• WHAT NEEDS TO BE DONE:
Look at the entries below and reproduce them exactly.
— START OF DATA EXCERPTS —
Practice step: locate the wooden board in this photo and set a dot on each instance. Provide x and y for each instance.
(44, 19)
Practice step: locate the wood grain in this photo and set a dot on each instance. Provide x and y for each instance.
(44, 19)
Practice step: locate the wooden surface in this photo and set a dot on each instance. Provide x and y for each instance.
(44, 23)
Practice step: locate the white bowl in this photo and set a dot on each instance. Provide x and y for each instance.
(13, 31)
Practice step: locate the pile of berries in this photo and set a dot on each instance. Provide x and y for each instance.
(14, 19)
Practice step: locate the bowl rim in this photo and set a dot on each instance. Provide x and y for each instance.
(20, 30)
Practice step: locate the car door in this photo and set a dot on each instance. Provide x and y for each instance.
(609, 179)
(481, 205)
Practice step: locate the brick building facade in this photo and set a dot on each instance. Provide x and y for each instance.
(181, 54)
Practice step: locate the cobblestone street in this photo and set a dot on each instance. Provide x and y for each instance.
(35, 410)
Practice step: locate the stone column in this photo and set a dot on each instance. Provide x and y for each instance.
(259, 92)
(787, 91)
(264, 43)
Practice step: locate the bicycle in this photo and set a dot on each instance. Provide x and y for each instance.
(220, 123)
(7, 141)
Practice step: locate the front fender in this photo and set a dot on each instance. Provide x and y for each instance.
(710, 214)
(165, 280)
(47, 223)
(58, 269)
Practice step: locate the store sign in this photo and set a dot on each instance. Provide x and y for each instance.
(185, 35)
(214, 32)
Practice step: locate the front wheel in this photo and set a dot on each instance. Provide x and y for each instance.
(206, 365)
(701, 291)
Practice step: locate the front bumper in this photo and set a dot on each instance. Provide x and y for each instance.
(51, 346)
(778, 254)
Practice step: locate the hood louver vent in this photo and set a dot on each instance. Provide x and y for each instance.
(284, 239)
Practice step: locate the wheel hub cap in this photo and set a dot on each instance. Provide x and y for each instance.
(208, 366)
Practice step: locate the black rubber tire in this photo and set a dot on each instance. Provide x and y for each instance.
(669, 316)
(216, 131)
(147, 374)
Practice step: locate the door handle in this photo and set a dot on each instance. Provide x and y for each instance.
— END OF DATA EXCERPTS —
• TASK RESPONSE:
Practice step: locate the wooden board in this photo and set a dot on each instance. Provide x and y for each instance.
(44, 19)
Practice step: locate the wood grain in this photo and set a dot on each instance. Provide x and y for each instance.
(44, 19)
Practice step: locate the wooden surface in this photo and set a dot on each instance. Provide x and y for each instance.
(44, 23)
Practice step: locate the white bowl in this photo and set a dot on each instance. Provide x and y for each instance.
(13, 31)
Practice step: locate the pile of berries in this photo and set a dot on each instance. Provide x and y for each instance.
(14, 19)
Practice step: locate the bowl rim in this photo and set a dot on each instance. Provide x and y for each instance.
(20, 30)
Practice step: locate the car door in this photo and set a dot on each instance. Provide x and y for each instance.
(609, 179)
(481, 205)
Practice step: locate the brick building facade in this photo and set a dot on each instance. Provide x and y for each instance.
(181, 54)
Practice step: locate the cobblestone street in this photo and set a dot on each instance. Provide x and y for each instance.
(35, 410)
Practice step: locate the stone column in this photo and set a dot on each instance. Provide x and y for each instance.
(259, 92)
(787, 91)
(264, 43)
Practice step: locate the bicycle in this photo and set a dot on each instance. Provide x and y for each instance.
(220, 123)
(7, 141)
Practice step: locate the front fender in this photo and set a dot on each instance. Provide x and y for each instance.
(710, 214)
(165, 280)
(47, 223)
(58, 269)
Practice step: locate the store sign in this photo and set a dot on each instance. Provide x and y for each instance.
(185, 35)
(214, 32)
Practice step: locate the front wheel in this photo and set a dot on each instance. Provide x and y for each instance.
(206, 365)
(701, 291)
Practice step: locate the front bumper in this photo and set a dot on each instance. Provide x and y for each instance.
(51, 346)
(778, 254)
Practice step: locate the hood louver vent in this photo and set a dot on each instance. Provide x and y for each instance.
(284, 239)
Practice step: locate the wheel hub cap in this photo and set a dot on each instance. Provide x and y for each instance.
(208, 366)
Practice step: locate the black rubber tire in this photo and set a dot on each instance. Provide x and y for each instance.
(669, 316)
(216, 131)
(147, 374)
Practice step: locate the door handle in this photo and set a dot on each instance. Provide x and y for each instance.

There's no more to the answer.